#### Texto de origem:
■ ■ ■ ■ ■
A patrulha em Copacabana — meca das velhinhas, dos salões e das velhinhas que não saem dos salões — é intensa, ressalta a professora de inglês Roberta Ferro, 39 anos, cabelos estilosamente bagunçados.

— Andando na rua, já ouvi vários “toques” do tipo: “Vai passar uma tinta nesse cabelo, menina!” — conta, rindo. — Minha mãe também não se conforma. Ela nunca vai deixar de pintar o cabelo, é uma questão cultural da geração dela.

A resistência é grande. Mas, atualmente, cabelo branco não é uma licença poética restrita às avós: cultivar tons de cinza virou opção de muitas mães. Na contramão de quem insiste em afirmar que mechas grisalhas envelhecem, uma turma descolada (e desencanada) assume os fios brancos cada vez mais cedo.

A onda prateada é protagonizada por mulheres de personalidade forte, bem-humoradas e que têm um discurso pautado pela pacífica aceitação da passagem do tempo. O tom panfletário fica por conta dos ferozes críticos, observa o psicanalista Joel Birman, autor do livro “O sujeito na contemporaneidade”:

— A atitude gera agressividade nas mulheres ligadas aos ideais de culto à juventude. Quem expõe os cabelos brancos está denunciando, indiretamente, quem os pinta. E as denunciadas se sentem desmascaradas diante do espelho.

Sem levantar bandeiras, a tribo das grisalhas contesta a teoria popular que prega que “a brasileira não fica velha, fica loira”. Para a antropóloga Mirian Goldenberg, autora da pesquisa “Corpo, envelhecimento e felicidade”, guardadas as proporções, o desfile de cabeleiras imaculadas está para 2013 assim como a exibição do barrigão de oito meses de gravidez de Leila Diniz esteve para 1971.

— As mulheres que adotam o visual grisalho aos 40, 50 anos fazem uma pequena revolução simbólica. Assim como exibir a barriga passou a ser lindo após a aparição de Leila, elas libertam quem não aguenta mais pintar os cabelos só por obrigação. Elas não estão apenas assumindo os fios brancos, mas mostrando uma forma alternativa, mais singular e bonita de envelhecer — afirma Mirian, que no segundo semestre lança o livro “Belas velhas”. — Usar cabelos brancos é uma atitude de vanguarda: elas estão adiantando uma liberdade que normalmente só seria conquistada após os 60 anos.
■ ■ ■ ■ ■
#### Dados de entrada:
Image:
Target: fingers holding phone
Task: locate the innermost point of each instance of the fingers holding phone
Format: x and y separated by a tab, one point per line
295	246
■ ■ ■ ■ ■
#### Instrução da tarefa A:
No texto sobre cabelos grisalhos, que livro Mirian Goldenberg vai lançar no segundo semestre?
#### Instrução da tarefa B:
Por favor, estenda o texto sobre cabelos grisalhos a partir da última frase apresentada.

#### Resposta do exercício A:
O livro “Belas velhas”.

#### Resposta do exercício B:
Liberdade, aliás, é uma palavra que toda hora pinta na conversa entre as mulheres que aboliram a tinta.

— Cabelo branco é uma libertação — sentencia a arquiteta Anna Castello Branco, 50 anos e um senhor topete.

Última a chegar à sessão de fotos, a fisioterapeuta Fátima Amaral, 43 anos, também fala dessa tal liberdade.

— Quando assumi o visual grisalho, tive uma grande sensação de liberdade. Não só por me livrar do salão, onde ia pintar o cabelo de três em três semanas, mas por não ter mais medo de me sentir ridícula por usar roupas alternativas. O cabelo branco dá aval para você ser o que quiser — diz ela, que costuma andar de tênis e ostenta uma tatuagem no ombro. — Comecei a pintar o cabelo aos 27 anos, quando associava fios brancos a perda de vigor. Hoje, os vejo como um recurso que pode ser usado a meu favor. Quanto menos resistimos às transformações, mais temos potência para tirar algo de positivo delas.

Maira completa:

— O tempo passa para todas. Os fios brancos representam vida.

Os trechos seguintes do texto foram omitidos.